Fragmento de texto
================================

Vamos, puro opio del pueblo que te convierte en sumiso y majadero. Inmerso en su melopea de vino y cortezas resecas se alinea, qué sabe nadie, con el tío Borges cuando exclamaba desde su universo de sombras que el fútbol es popular porque la estupidez es popular. Borges, ese maestro que tuvo la genial idea de celebrar una conferencia sobre la inmortalidad el mismo día y a la misma hora que se celebraba la final del Campeonato del Mundo de 1978 entre Argentina y Holanda. Los propios senderos que se bifurcan llevaron al mismo poeta a defender la dictadura argentina y a mostrarse cariñoso con el gobierno de Pinochet, quien no dudó en condecorarle en Santiago de Chile. Extremos que se tocan, los del izquierdista piripi y el de don Jorge Luis, y ambos arañándose los mofletes como gatos ciegos y furiosos.

================================

Objetivo indicado 1
¿Cómo quedaría, en una versión más breve, el párrafo del fragmento sobre Borges y el fútbol que empieza con «Vamos, puro opio del pueblo», conservando sus datos principales?
Objetivo indicado 2
¿Podrías continuar el fragmento sobre Borges y el fútbol a partir de su última oración?

Datos proporcionados

================================

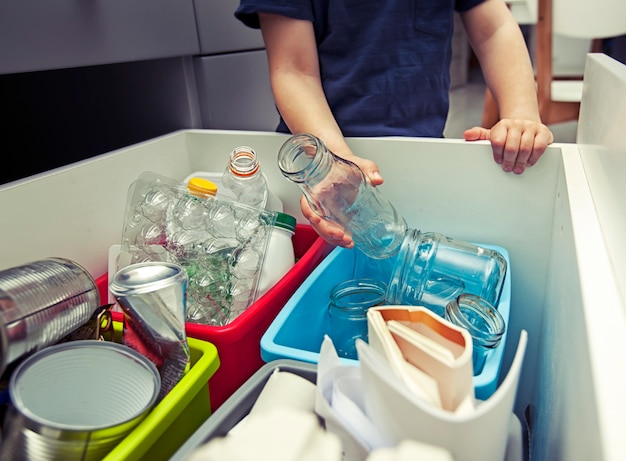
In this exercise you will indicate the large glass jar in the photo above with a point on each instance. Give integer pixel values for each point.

================================

Respuesta correcta 1
El fútbol, visto como opio del pueblo que vuelve a uno sumiso y majadero, acerca al izquierdista piripi, ebrio de vino, a Borges, para quien el fútbol era popular porque la estupidez es popular. Borges dio una conferencia sobre la inmortalidad a la misma hora que la final del Mundial de 1978 entre Argentina y Holanda. Además, defendió la dictadura argentina y se mostró cariñoso con Pinochet, que lo condecoró en Santiago de Chile. Son extremos que se tocan y se arañan como gatos ciegos y furiosos.

Respuesta correcta 2
Corren otros tiempos y al fútbol se le sigue mirando con idéntico desdén desde las atalayas distinguidas de ciertos intelectuales y progres de lengua amarilla. En el paso de ese trago de saliva gorda estaba cuando recordé el excitante libro que publicó hace un par de años el periodista Quique Peinado, Futbolistas de izquierdas (Léeme Editores), un viaje lleno de orgullo y pasión a través de historias de futbolistas que se dejaron la piel en el césped, y también en la calle, en defensa de sus ideas de causas nobles. Un relato que, por cierto, rubrica en su epílogo Alberto Garzón, el candidato de esa macilenta Izquierda Unida.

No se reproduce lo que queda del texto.